Excerpt provided -
------
WeMosReadVolts.ino

// test read Vcc
// ADC_MODE(ADC_VCC); // use with ESP.getVcc() not available with WeMos D1 mini pro
// WeMos D1 mini pro has a resistive divider on board, nominal values are
// Rhi = 220K Rlo = 100K. This will convert nominal range which is 1000 mV full scale to 
// 3200 mV full scale, plus any variation due to resistor tolerances.
// input impedance will be 320 K plus variation due to resistor tolerances. 
// to get full scale of 5.9 V put a 270K resistor in series with A0.
------
Source material -
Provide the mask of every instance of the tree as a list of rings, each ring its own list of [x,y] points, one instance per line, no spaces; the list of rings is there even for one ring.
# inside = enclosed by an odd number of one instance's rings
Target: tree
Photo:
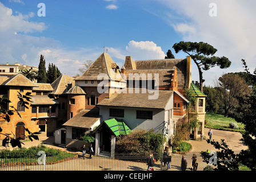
------
Instructions -
A. In the WeMosReadVolts.ino comments, why is the full-scale reading on the WeMos D1 mini pro 3200 mV rather than 1000 mV?
B. Can you reproduce the WeMosReadVolts.ino comments from "WeMosReadVolts.ino" to "plus variation due to resistor tolerances."?

Responses by task -
A. The board has a resistive divider with nominal values Rhi = 220K and Rlo = 100K. It converts the nominal 1000 mV full-scale range to 3200 mV full scale, plus any variation due to resistor tolerances.

B.
WeMosReadVolts.ino

// test read Vcc
// ADC_MODE(ADC_VCC); // use with ESP.getVcc() not available with WeMos D1 mini pro
// WeMos D1 mini pro has a resistive divider on board, nominal values are
// Rhi = 220K Rlo = 100K. This will convert nominal range which is 1000 mV full scale to 
// 3200 mV full scale, plus any variation due to resistor tolerances.
// input impedance will be 320 K plus variation due to resistor tolerances.